◆ Quoted text:
— begin —

Wednesday Sermon: Overwhelmed by God’s Greatness

Wednesday Sermon: Overwhelmed by God’s Greatness February 10, 2016

The Transfiguration of Jesus. (Photo: Flickr, Drew Maust, Rafael's Transfiguration, Creative Commons License, some changes made)
The Transfiguration of Jesus. (Photo: Flickr, Drew Maust, Rafael’s Transfiguration, Creative Commons License, some changes made)

Pastors have a frequent question when they begin to discover mimetic theory. “That’s great. But how does it preach?”

Reverend Tom Truby shows that mimetic theory is a powerful tool that enables pastors to preach the Gospel in a way that is meaningful and refreshing to the modern world. Each Wednesday, Teaching Nonviolent Atonement will highlight his sermons as an example of preaching the Gospel through mimetic theory.

In this sermon, Tom explores the Transfiguration of Jesus and provides a fresh understanding of demon possession. God’s voice told the disciples that Jesus is his Son and they should listen to his voice of love. But what about about conflicting voices in our culture? They can often possess us with a harmful messages. Using mimetic theory, Tom shows the way to distinguish between the voices so that we are overcome with joy by God’s greatness. 

5th Sunday after the Epiphany – The Transfiguration of the Lord
February 7th, 2016
Luke 9:28-43

Overwhelmed by God’s Greatness

I want you to picture this scene.  “As Jesus was praying, the appearance of his face changed and his clothes flashed white like lightning. Two men, Moses and Elijah, were talking with him.  They were clothed with heavenly splendor and spoke about Jesus’ departure, which he would achieve in Jerusalem.”

— end —

◆ Required work:
[A] Copy the sermon post word for word between "Wednesday Sermon: Overwhelmed by God’s Greatness February" and "through mimetic theory.", inclusive.
[B] In the sermon post, name everyone who appears in the scene the listeners are asked to picture.
The data after this has no connection to the sermon post.

◆ Recorded information:
— begin —

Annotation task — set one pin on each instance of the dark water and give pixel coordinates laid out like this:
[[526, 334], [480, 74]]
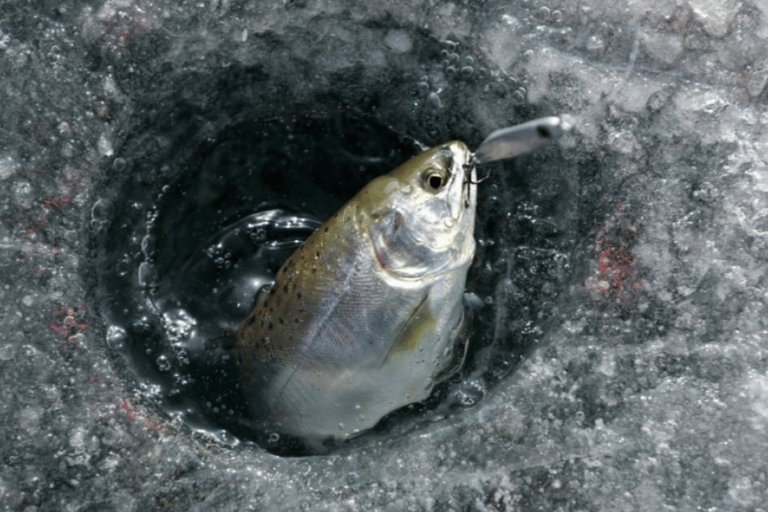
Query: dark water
[[202, 214]]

— end —

◆ Answer set:
[A]
Wednesday Sermon: Overwhelmed by God’s Greatness February 10, 2016

The Transfiguration of Jesus. (Photo: Flickr, Drew Maust, Rafael's Transfiguration, Creative Commons License, some changes made)
The Transfiguration of Jesus. (Photo: Flickr, Drew Maust, Rafael’s Transfiguration, Creative Commons License, some changes made)

Pastors have a frequent question when they begin to discover mimetic theory. “That’s great. But how does it preach?”

Reverend Tom Truby shows that mimetic theory is a powerful tool that enables pastors to preach the Gospel in a way that is meaningful and refreshing to the modern world. Each Wednesday, Teaching Nonviolent Atonement will highlight his sermons as an example of preaching the Gospel through mimetic theory.

[B] Jesus, Moses, Elijah